[Stored data]
------------------------

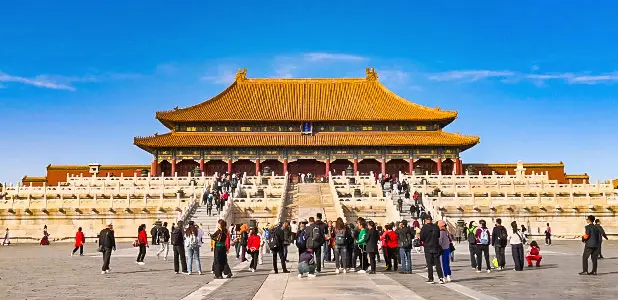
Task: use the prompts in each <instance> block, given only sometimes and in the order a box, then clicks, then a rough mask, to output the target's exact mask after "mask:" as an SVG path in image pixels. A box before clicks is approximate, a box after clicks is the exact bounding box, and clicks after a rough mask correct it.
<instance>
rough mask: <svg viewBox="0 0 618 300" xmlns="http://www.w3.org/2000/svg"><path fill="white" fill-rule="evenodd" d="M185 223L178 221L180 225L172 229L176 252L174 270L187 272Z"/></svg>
mask: <svg viewBox="0 0 618 300" xmlns="http://www.w3.org/2000/svg"><path fill="white" fill-rule="evenodd" d="M183 227H184V224H183V222H182V221H178V226H176V227H175V228H174V229H173V230H172V234H171V242H172V250H173V252H174V272H176V274H180V272H181V271H182V273H183V274H187V273H189V272H187V257H186V254H185V234H184V231H183Z"/></svg>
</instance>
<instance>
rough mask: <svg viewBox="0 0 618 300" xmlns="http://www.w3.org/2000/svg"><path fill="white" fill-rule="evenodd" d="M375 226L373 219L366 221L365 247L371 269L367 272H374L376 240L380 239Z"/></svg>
mask: <svg viewBox="0 0 618 300" xmlns="http://www.w3.org/2000/svg"><path fill="white" fill-rule="evenodd" d="M375 226H376V224H375V223H374V222H373V221H369V222H367V237H366V239H367V246H366V247H365V249H366V250H367V254H368V255H369V260H370V263H369V264H370V266H371V271H369V274H375V273H376V254H377V253H378V241H379V240H380V235H379V233H378V231H377V230H376V227H375Z"/></svg>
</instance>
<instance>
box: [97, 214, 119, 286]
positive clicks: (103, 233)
mask: <svg viewBox="0 0 618 300" xmlns="http://www.w3.org/2000/svg"><path fill="white" fill-rule="evenodd" d="M112 251H116V239H115V238H114V226H113V225H112V223H108V224H107V228H105V229H103V230H101V232H100V233H99V252H102V254H103V267H102V268H101V274H108V273H109V272H110V268H109V263H110V260H111V257H112Z"/></svg>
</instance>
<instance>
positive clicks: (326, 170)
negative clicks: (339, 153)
mask: <svg viewBox="0 0 618 300" xmlns="http://www.w3.org/2000/svg"><path fill="white" fill-rule="evenodd" d="M328 172H330V159H328V158H327V159H326V174H324V175H326V176H328Z"/></svg>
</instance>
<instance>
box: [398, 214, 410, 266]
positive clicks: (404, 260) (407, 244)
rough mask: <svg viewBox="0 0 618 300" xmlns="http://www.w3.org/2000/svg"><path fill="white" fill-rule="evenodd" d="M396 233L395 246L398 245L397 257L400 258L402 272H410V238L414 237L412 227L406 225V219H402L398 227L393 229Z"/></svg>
mask: <svg viewBox="0 0 618 300" xmlns="http://www.w3.org/2000/svg"><path fill="white" fill-rule="evenodd" d="M395 234H396V235H397V247H399V258H400V260H401V272H400V273H402V274H411V273H412V255H411V251H412V239H413V238H414V233H413V229H411V228H410V227H408V221H407V220H402V221H401V222H400V223H399V228H397V230H395Z"/></svg>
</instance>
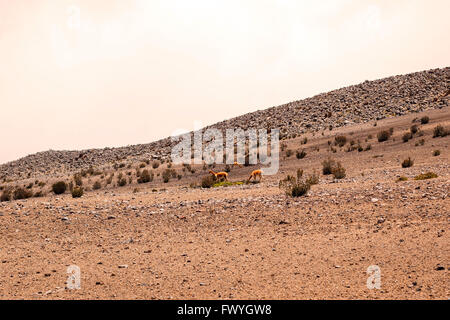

------------------------

Your job is to transcribe the records exactly and in full. Pictures are not part of the copy.

Solution to this task:
Task: use the prompts in each <instance> block, given only sometimes and in the order a box, then clicks, then a rough mask, to output the target's exact mask after "mask:" as an SVG path in image pixels. A box before clicks is approximate, a box after clicks is the exact bounding box, and clicks after a rough mask correct it.
<instance>
rough mask: <svg viewBox="0 0 618 300" xmlns="http://www.w3.org/2000/svg"><path fill="white" fill-rule="evenodd" d="M185 223L178 221L180 225L172 229L176 252L174 270L187 272Z"/></svg>
mask: <svg viewBox="0 0 618 300" xmlns="http://www.w3.org/2000/svg"><path fill="white" fill-rule="evenodd" d="M183 227H184V224H183V222H182V221H178V226H176V227H175V228H174V229H173V230H172V234H171V242H172V250H173V252H174V272H176V274H180V272H181V271H182V273H183V274H187V273H189V272H187V257H186V254H185V234H184V231H183Z"/></svg>
</instance>
<instance>
rough mask: <svg viewBox="0 0 618 300" xmlns="http://www.w3.org/2000/svg"><path fill="white" fill-rule="evenodd" d="M375 226L373 219L366 221L365 247L371 269L367 272H374L376 240L380 239Z"/></svg>
mask: <svg viewBox="0 0 618 300" xmlns="http://www.w3.org/2000/svg"><path fill="white" fill-rule="evenodd" d="M375 226H376V224H375V223H374V222H373V221H369V222H367V237H366V239H367V246H366V247H365V249H366V250H367V254H368V255H369V260H370V263H369V264H370V266H371V271H369V274H375V273H376V254H377V253H378V241H379V240H380V235H379V233H378V231H377V230H376V227H375Z"/></svg>
</instance>
<instance>
box: [97, 214, 119, 286]
positive clicks: (103, 233)
mask: <svg viewBox="0 0 618 300" xmlns="http://www.w3.org/2000/svg"><path fill="white" fill-rule="evenodd" d="M112 251H116V239H115V238H114V226H113V225H112V223H108V224H107V228H105V229H103V230H101V232H100V233H99V252H102V254H103V267H102V268H101V274H108V273H109V272H110V268H109V263H110V260H111V257H112Z"/></svg>
</instance>
<instance>
positive clicks: (326, 170)
negative clicks: (339, 153)
mask: <svg viewBox="0 0 618 300" xmlns="http://www.w3.org/2000/svg"><path fill="white" fill-rule="evenodd" d="M328 172H330V159H328V158H327V159H326V174H324V175H326V176H328Z"/></svg>
</instance>
<instance>
box: [398, 214, 410, 266]
positive clicks: (404, 260) (407, 244)
rough mask: <svg viewBox="0 0 618 300" xmlns="http://www.w3.org/2000/svg"><path fill="white" fill-rule="evenodd" d="M396 233L395 246L398 245L397 257L400 258L402 272H410V238L414 237L412 227L406 225V219H402L398 227L393 229Z"/></svg>
mask: <svg viewBox="0 0 618 300" xmlns="http://www.w3.org/2000/svg"><path fill="white" fill-rule="evenodd" d="M395 234H396V235H397V247H399V258H400V260H401V272H400V273H402V274H411V273H412V255H411V251H412V239H413V238H414V233H413V229H411V228H410V227H408V221H407V220H402V221H401V222H400V223H399V228H397V230H395Z"/></svg>
</instance>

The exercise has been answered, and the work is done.